Task to complete
Your task is to repeat the listing exactly.

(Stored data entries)
== == ==

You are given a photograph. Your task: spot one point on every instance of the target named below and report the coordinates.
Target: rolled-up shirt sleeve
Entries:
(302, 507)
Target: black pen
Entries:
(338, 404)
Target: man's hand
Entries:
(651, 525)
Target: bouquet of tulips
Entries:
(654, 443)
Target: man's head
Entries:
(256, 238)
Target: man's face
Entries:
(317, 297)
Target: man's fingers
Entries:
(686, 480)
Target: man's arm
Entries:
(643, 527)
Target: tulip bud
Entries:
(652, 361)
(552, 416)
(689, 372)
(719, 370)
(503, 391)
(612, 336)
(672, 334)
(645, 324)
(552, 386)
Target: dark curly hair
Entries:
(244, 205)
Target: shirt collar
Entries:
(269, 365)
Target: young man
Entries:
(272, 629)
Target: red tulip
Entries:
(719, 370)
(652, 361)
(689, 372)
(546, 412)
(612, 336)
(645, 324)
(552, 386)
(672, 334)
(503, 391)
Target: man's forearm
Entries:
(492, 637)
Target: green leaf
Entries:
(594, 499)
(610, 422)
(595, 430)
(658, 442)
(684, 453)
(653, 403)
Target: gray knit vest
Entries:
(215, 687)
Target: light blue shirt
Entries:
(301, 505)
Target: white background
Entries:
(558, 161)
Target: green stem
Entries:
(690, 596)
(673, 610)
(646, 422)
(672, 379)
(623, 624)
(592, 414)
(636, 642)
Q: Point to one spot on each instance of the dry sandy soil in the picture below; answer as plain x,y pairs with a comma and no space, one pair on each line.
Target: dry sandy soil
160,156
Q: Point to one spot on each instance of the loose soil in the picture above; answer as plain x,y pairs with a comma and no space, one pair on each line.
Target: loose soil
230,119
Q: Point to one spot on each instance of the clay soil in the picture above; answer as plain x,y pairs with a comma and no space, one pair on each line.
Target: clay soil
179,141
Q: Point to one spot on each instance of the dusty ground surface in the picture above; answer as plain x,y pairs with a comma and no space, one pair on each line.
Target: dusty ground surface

== == ==

Complete response
You are given a photograph. Your task: spot one point on every instance of the target named below and report the coordinates.
Target: rolled-up shirt sleeve
Entries:
(302, 507)
Target: black pen
Entries:
(338, 404)
Target: man's hand
Entries:
(651, 525)
Target: bouquet of tulips
Entries:
(654, 443)
Target: man's head
Entries:
(256, 238)
Target: man's face
Entries:
(317, 297)
Target: man's fingers
Entries:
(686, 480)
Target: man's arm
Entries:
(643, 527)
Target: tulip bud
Entries:
(652, 361)
(552, 416)
(689, 372)
(719, 370)
(503, 391)
(612, 336)
(672, 334)
(645, 324)
(552, 386)
Target: dark curly hair
Entries:
(244, 205)
Target: shirt collar
Entries:
(269, 365)
Target: young man
Entries:
(272, 629)
Target: red tulip
Entries:
(719, 370)
(652, 361)
(689, 372)
(546, 412)
(612, 336)
(645, 324)
(552, 386)
(672, 334)
(503, 391)
Target: man's forearm
Entries:
(492, 637)
Target: green leaf
Entries:
(594, 499)
(610, 422)
(595, 430)
(658, 442)
(684, 453)
(653, 403)
Target: gray knit vest
Entries:
(215, 687)
Target: light blue shirt
Entries:
(301, 505)
Target: white background
Entries:
(558, 161)
Target: green stem
Entries:
(690, 596)
(673, 610)
(646, 422)
(672, 379)
(623, 624)
(592, 414)
(636, 642)
Q: Point to one spot on each instance of the dry sandy soil in the picture below; answer as plain x,y pairs with a comma and no space, one pair on each line.
Target: dry sandy soil
160,156
Q: Point to one spot on each instance of the loose soil in the picture above; answer as plain x,y pairs with a comma and no space, one pair on each line.
Target: loose soil
230,119
Q: Point to one spot on each instance of the clay soil in the picture above; answer as plain x,y pairs with a comma and no space, one pair on each line.
Target: clay soil
179,141
Q: Point to one spot on each instance of the dusty ground surface in the picture above; answer as plain x,y pairs with a comma and no space, one pair on each line.
Target: dusty ground surface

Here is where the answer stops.